O Evangelho de Mateus situa essa cena em um momento delicado para os apóstolos. Pouco antes, Jesus havia dito claramente a eles “que era necessário ele ir a Jerusalém, sofrer muito da parte dos anciãos, sumos sacerdotes e escribas, ser morto e, no terceiro dia, ressuscitar” (Mt 16,21).

Ao mesmo tempo, havia dito, também sem rodeios, que “se alguém quer vir após mim, renuncie a si mesmo, tome sua cruz e siga-me. Pois quem quiser salvar sua vida a perderá; e quem perder sua vida por causa de mim a encontrará” (Mt 16,24-25). A confusão e o medo dos discípulos são compreensíveis diante de avisos tão graves.

Por isso, agora Ele quer alimentar a sua esperança, manifestando a sua glória diante de Pedro, Tiago e João. Sobe a uma montanha alta, primeiro acompanhado pelos três discípulos, de modo análogo a como Moisés escalou o monte Sinai, acompanhado por Arão, Nadab e Abihú, seguido pelos anciãos do povo (Êx 24,9). Esses seriam os mesmos três apóstolos a quem Ele chamaria no Getsêmani para acompanhá-lo mais de perto, enquanto os outros estavam um pouco mais afastados do lugar em que Jesus rezava em agonia (Mc 14,33). Essas cenas de alegre esplendor e sofrimento angustiado em que Pedro, Tiago e João o acompanham são contrastantes, mas, ao mesmo tempo, ambas se relacionam inseparavelmente. Não há glória sem cruz.

Moisés e Elias, que contemplaram a glória de Deus e receberam a sua revelação na colina chamada Horeb ou Sinai (cf. Ex 24.15-16 e 1 R 19.8), acompanharam Jesus nesta alta montanha quando Ele “foi transfigurado diante deles; o seu rosto brilhou como o sol e as suas roupas ficaram brancas como a luz” (v. 2). Agora eles contemplam a glória daquele que é a revelação de Deus em pessoa e conversam com Ele.

Pedro não pode conter a sua alegria e exclama: “Senhor, é bom ficarmos aqui. Se queres, vou fazer aqui três tendas: uma para ti, outra para Moisés, e outra para Elias” (v. 4).

O seu pedido expressa o desejo que todo coração humano tem de permanecer para sempre contemplando com alegria a glória de Deus. A isso fomos chamados, à bem-aventurança. Com esses mesmos sentimentos, São Josemaria clamava enquanto pregava: “Jesus: ver-Te, falar contigo! Permanecer assim, contemplando-Te, abismados na imensidade da tua formosura, e não cessar nunca, nunca, nessa contemplação! Oh, Cristo, quem Te pudesse ver! Quem Te pudesse ver, para ficar ferido de amor por Ti!”[1].

> **DADOS FORNECIDOS**

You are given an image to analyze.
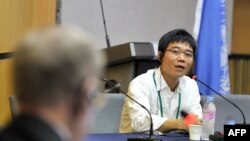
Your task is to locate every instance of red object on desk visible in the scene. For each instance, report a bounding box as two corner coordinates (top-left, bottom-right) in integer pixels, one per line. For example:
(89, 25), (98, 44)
(184, 114), (197, 126)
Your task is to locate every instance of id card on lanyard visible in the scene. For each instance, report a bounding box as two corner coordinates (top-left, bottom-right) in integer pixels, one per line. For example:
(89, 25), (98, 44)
(153, 72), (181, 119)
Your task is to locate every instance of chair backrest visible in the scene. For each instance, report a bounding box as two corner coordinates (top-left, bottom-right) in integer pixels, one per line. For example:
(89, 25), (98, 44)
(90, 94), (125, 133)
(201, 95), (250, 131)
(9, 95), (18, 119)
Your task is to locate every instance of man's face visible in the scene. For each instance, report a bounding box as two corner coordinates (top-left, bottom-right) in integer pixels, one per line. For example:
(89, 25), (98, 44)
(161, 42), (193, 78)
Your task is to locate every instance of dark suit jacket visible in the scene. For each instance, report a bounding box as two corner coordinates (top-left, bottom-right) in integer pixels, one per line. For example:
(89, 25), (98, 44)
(0, 115), (61, 141)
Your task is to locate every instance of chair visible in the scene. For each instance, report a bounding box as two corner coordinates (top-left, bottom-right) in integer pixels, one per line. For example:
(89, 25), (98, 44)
(201, 95), (250, 131)
(90, 94), (125, 133)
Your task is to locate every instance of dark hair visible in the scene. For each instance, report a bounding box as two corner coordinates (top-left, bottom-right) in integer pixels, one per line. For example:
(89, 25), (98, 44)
(158, 29), (197, 54)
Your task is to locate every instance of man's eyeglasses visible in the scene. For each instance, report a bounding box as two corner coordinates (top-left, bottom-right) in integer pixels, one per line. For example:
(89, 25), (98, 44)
(165, 49), (194, 59)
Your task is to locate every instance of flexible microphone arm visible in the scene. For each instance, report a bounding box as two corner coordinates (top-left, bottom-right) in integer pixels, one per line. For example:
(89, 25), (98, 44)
(192, 75), (246, 125)
(102, 79), (161, 141)
(100, 0), (111, 48)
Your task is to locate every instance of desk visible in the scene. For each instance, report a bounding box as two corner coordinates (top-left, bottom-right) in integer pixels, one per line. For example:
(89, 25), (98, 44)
(85, 133), (189, 141)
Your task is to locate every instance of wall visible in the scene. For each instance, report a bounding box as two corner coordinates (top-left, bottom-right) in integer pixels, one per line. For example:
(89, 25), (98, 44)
(61, 0), (233, 48)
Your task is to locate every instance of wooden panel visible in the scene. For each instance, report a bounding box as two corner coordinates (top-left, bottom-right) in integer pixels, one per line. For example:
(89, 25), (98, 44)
(0, 0), (56, 125)
(229, 58), (250, 94)
(232, 0), (250, 54)
(0, 59), (13, 126)
(0, 0), (56, 53)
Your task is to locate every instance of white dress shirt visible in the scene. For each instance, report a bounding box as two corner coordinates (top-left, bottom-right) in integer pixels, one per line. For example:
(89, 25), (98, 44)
(119, 68), (202, 133)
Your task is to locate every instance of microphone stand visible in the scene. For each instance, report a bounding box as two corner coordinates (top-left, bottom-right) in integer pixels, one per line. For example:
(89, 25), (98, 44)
(102, 79), (162, 141)
(100, 0), (111, 48)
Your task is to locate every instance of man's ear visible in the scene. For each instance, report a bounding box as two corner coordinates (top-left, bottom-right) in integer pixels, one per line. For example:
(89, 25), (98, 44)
(157, 51), (163, 63)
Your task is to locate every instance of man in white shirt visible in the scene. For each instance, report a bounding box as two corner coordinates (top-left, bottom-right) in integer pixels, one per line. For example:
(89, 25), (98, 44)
(120, 29), (202, 133)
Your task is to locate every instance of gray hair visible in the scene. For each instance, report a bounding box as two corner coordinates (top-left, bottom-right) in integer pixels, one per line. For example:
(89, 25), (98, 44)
(14, 27), (105, 105)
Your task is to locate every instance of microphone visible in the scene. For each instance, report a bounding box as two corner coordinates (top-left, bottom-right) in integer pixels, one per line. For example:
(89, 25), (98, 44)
(181, 110), (197, 126)
(100, 0), (111, 48)
(102, 78), (162, 141)
(190, 74), (246, 125)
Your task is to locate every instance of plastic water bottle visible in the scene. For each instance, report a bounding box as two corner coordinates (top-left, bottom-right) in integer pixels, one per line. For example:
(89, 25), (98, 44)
(201, 96), (216, 140)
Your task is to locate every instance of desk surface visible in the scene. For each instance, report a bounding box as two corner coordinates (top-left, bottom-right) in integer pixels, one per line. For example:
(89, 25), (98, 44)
(85, 133), (189, 141)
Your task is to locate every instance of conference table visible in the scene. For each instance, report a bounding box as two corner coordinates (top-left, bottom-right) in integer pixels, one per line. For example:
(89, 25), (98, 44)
(84, 132), (192, 141)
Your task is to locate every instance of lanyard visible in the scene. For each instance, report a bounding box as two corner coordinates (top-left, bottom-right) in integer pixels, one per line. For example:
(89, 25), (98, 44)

> **INSTRUÇÕES DA TAREFA**
Redigite, sem qualquer alteração, tudo o que vai de “Ao mesmo tempo, havia” até “avisos tão graves.” no trecho sobre a Transfiguração.

> **SOLUÇÃO DO PROBLEMA**
Ao mesmo tempo, havia dito, também sem rodeios, que “se alguém quer vir após mim, renuncie a si mesmo, tome sua cruz e siga-me. Pois quem quiser salvar sua vida a perderá; e quem perder sua vida por causa de mim a encontrará” (Mt 16,24-25). A confusão e o medo dos discípulos são compreensíveis diante de avisos tão graves.